FDA Must Shift Priorities. By Scott Gottlieb, M.D.
AEI, Tuesday, February 10, 2009
The Food and Drug Administration spent about 10 years to set a standard for how many peanuts needed to be in peanut butter before food companies could call the spread by that name, last amending that "peanut butter rule" in the 1990s.
More recently, a Georgia peanut plant was able to knowingly ship dangerously tainted peanut butter in one of the largest food contamination scares in the nation's history.
How can an agency that spends a decade carefully defining what's meant by the words "peanut butter" allow tons of the stuff to become contaminated with a deadly bacterium and evade detection, even though the foodmaker itself was aware of the dangerous adulteration?
Already, more than 1,550 products--from Little Debbie peanut butter crackers to Wal-Mart bakery peanut butter cookies--have been recalled after eight people died and more than 500 people (half of them children) were sickened. Salmonella had seeped into huge vats of raw peanut butter produced by a single manufacturer, the Peanut Corp. of America, investigators say.
FDA's approach to these two regulatory endeavors--setting the ingredient list for "peanut butter" and ensuring its safety--shows how the agency's priorities are out of proportion.
FDA has an entire office dedicated to debating what claims firms can make on food product labels. For example, when can products with fish oil carry claims that they reduce heart risks, or what defines the "standards of identity" that dictate when crushed tomatoes can be called "ketchup."
These regulatory tasks provide clarity for consumers--and rules of competition for manufacturers. The regulation itself is not without some merit. But what does it matter what percentage of peanuts makes up a spread when you can't even guarantee that it's free from deadly contaminants?
Go where danger lurks
What the FDA needs most of all is a risk-based regulatory mind-set. Resources, and focus, must be apportioned based on a top-down view of where the greatest consumer dangers lurk. That means riskless endeavors, such as defining what constitutes peanut butter, can be handled by private or academic entities working with FDA. There's precedent for this sort of collaboration.
This doesn't mean FDA already has all the resources and tools it needs to do the high-risk stuff--far from it. According to news reports, the actions of the Georgia peanut plant appear so deliberate that it's easy to say no amount of regulation could have prevented that harm. But greater authorities would have tightened the regulatory net around this and other bad actors.
More than a year ago, the FDA issued a "Food Protection Plan," asking Congress to give it authority to demand access to records that food producers keep. The plan has gone largely ignored. In the case of something like a peanut butter plant, if the producer manufactures on three lines and one is found to be contaminated, FDA can't demand that the firm divulge results of tests on its other two lines, even though there's a reasonable chance similar problems exist.
Firms with "positive" test results also aren't required to report those to FDA, even for deadly pathogens. They should be. But right now, even if the findings went back to FDA they would be fed into an outdated information system that makes it hard for the agency to sort through the reports. That computer system needs updating so that it flags the highest risk findings.

DATASET CONTENT:
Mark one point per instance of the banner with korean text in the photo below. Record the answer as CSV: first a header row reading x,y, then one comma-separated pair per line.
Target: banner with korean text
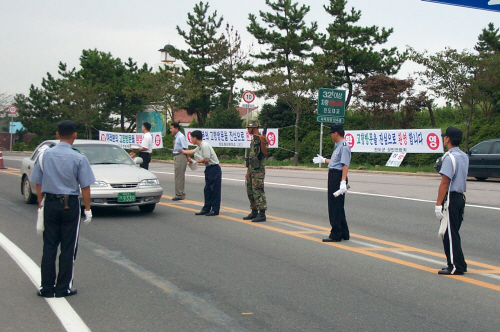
x,y
397,140
231,138
125,139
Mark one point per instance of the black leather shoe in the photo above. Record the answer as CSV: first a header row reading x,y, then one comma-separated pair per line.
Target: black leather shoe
x,y
69,292
331,240
45,293
448,272
446,268
211,213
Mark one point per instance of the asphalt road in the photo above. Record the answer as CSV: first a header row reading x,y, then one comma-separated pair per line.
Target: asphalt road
x,y
173,271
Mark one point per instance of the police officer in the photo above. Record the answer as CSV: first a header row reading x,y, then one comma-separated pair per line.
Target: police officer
x,y
256,173
146,146
338,166
451,194
205,154
58,179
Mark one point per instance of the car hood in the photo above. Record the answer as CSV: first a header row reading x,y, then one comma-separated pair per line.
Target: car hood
x,y
121,173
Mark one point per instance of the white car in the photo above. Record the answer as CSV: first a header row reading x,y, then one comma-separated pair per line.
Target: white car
x,y
119,179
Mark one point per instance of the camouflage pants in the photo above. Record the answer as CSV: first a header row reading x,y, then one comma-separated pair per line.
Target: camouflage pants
x,y
255,190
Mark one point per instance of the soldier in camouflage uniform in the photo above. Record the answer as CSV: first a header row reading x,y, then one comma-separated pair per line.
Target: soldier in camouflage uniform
x,y
256,173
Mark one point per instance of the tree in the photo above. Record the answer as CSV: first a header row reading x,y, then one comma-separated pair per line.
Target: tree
x,y
452,75
200,82
349,54
284,72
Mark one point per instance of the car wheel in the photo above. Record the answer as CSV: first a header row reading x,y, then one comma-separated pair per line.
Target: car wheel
x,y
29,198
148,208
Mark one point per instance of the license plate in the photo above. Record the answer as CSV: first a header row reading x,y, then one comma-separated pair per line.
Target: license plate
x,y
126,197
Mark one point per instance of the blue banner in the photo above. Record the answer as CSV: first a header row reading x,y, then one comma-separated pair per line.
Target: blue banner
x,y
493,5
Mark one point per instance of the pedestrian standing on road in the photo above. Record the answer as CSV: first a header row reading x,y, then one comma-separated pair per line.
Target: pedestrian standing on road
x,y
146,146
205,154
450,203
58,179
338,166
256,173
180,161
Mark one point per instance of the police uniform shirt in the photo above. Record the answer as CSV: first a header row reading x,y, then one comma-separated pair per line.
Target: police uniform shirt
x,y
147,142
205,150
65,171
180,142
459,180
341,156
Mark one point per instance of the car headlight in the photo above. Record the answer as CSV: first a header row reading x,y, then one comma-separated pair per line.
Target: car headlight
x,y
98,184
151,182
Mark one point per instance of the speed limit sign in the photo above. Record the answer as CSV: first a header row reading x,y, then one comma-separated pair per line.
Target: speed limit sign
x,y
248,97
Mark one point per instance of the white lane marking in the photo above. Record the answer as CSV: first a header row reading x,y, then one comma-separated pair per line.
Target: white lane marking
x,y
350,192
70,320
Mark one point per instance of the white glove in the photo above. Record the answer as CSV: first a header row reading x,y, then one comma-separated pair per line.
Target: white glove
x,y
439,212
319,160
88,216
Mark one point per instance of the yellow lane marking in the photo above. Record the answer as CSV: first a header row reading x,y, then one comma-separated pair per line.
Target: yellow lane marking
x,y
363,251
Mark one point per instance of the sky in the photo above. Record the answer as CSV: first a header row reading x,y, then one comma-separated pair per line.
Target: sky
x,y
36,35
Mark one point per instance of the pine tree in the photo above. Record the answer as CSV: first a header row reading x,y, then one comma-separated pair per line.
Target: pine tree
x,y
199,80
349,53
284,71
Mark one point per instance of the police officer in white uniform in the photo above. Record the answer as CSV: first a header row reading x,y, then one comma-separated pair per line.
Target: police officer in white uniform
x,y
452,187
338,166
59,179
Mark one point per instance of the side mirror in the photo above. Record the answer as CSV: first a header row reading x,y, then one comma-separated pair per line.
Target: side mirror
x,y
138,161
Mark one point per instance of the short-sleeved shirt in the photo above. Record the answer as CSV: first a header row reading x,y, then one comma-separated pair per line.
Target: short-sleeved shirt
x,y
65,171
459,180
147,142
205,150
180,142
341,156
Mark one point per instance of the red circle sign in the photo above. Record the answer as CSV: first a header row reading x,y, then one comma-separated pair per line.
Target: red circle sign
x,y
248,97
433,141
12,109
349,139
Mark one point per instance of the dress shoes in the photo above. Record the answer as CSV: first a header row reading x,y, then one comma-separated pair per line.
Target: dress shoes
x,y
45,293
448,272
331,240
69,292
212,213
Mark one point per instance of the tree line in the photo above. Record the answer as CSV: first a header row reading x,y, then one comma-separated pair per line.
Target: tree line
x,y
293,60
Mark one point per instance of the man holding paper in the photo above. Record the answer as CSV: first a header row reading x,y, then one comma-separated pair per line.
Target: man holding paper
x,y
205,154
338,166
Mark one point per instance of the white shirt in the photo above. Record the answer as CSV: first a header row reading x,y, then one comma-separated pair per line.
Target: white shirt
x,y
147,142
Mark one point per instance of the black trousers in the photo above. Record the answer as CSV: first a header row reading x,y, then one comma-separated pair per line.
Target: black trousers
x,y
146,159
212,190
61,228
451,240
336,211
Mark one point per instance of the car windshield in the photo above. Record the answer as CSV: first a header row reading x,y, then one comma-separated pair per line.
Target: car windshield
x,y
105,154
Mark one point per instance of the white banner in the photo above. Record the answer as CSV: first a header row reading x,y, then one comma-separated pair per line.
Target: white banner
x,y
231,138
397,140
125,139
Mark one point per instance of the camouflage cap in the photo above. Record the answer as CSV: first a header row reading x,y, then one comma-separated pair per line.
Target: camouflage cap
x,y
253,124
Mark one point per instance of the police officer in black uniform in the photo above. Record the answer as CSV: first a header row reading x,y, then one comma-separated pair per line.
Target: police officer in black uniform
x,y
59,175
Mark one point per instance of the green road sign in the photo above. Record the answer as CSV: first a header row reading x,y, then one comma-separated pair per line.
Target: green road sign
x,y
331,102
330,119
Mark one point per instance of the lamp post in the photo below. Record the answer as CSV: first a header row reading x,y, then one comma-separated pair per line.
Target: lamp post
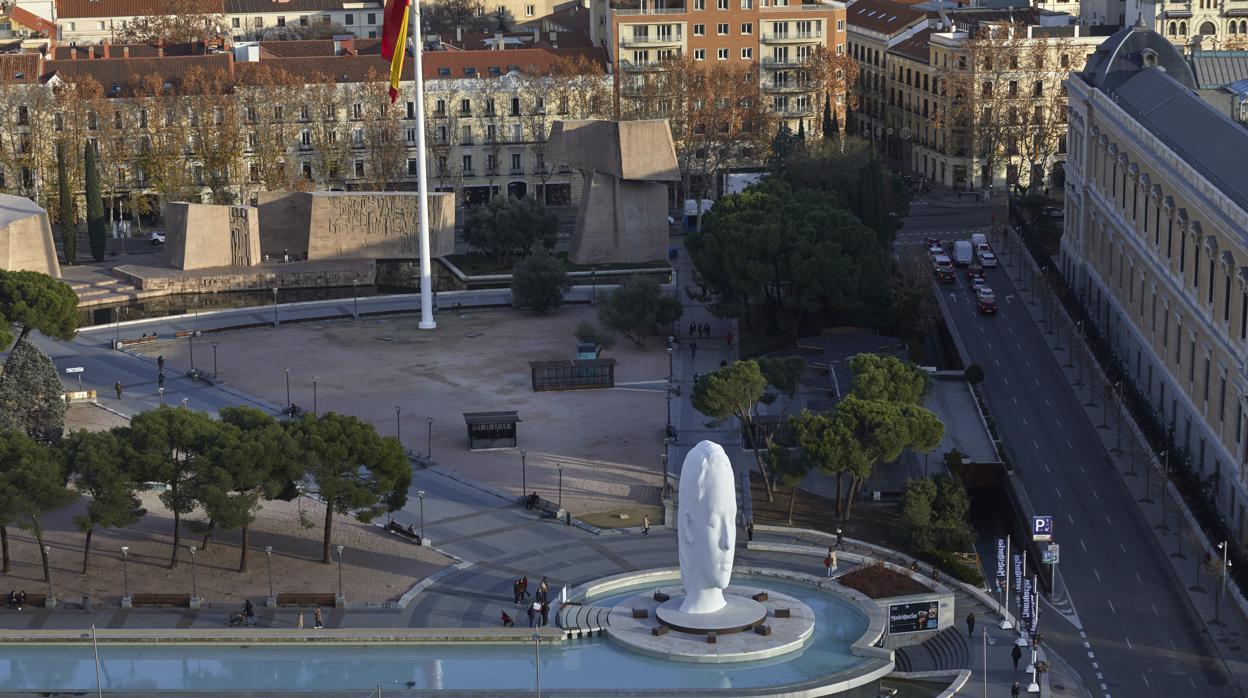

WORK INSTRUCTIONS:
**a.** Quote the stretch of the article on FDA priorities from "How can an agency" through "America, investigators say.".
**b.** Answer these questions from the article on FDA priorities:
(i) About how long did the FDA spend setting a standard for how many peanuts must be in peanut butter?
(ii) How many people died in the contamination case involving the Peanut Corp. of America?
(iii) What authority did the FDA's "Food Protection Plan" ask Congress to give it?
You can set the listing aside; nothing here depends on it.

OUTPUTS FOR THE TASKS:
**a.**
How can an agency that spends a decade carefully defining what's meant by the words "peanut butter" allow tons of the stuff to become contaminated with a deadly bacterium and evade detection, even though the foodmaker itself was aware of the dangerous adulteration?
Already, more than 1,550 products--from Little Debbie peanut butter crackers to Wal-Mart bakery peanut butter cookies--have been recalled after eight people died and more than 500 people (half of them children) were sickened. Salmonella had seeped into huge vats of raw peanut butter produced by a single manufacturer, the Peanut Corp. of America, investigators say.

**b.**
(i) About 10 years.
(ii) Eight people.
(iii) Authority to demand access to records that food producers keep.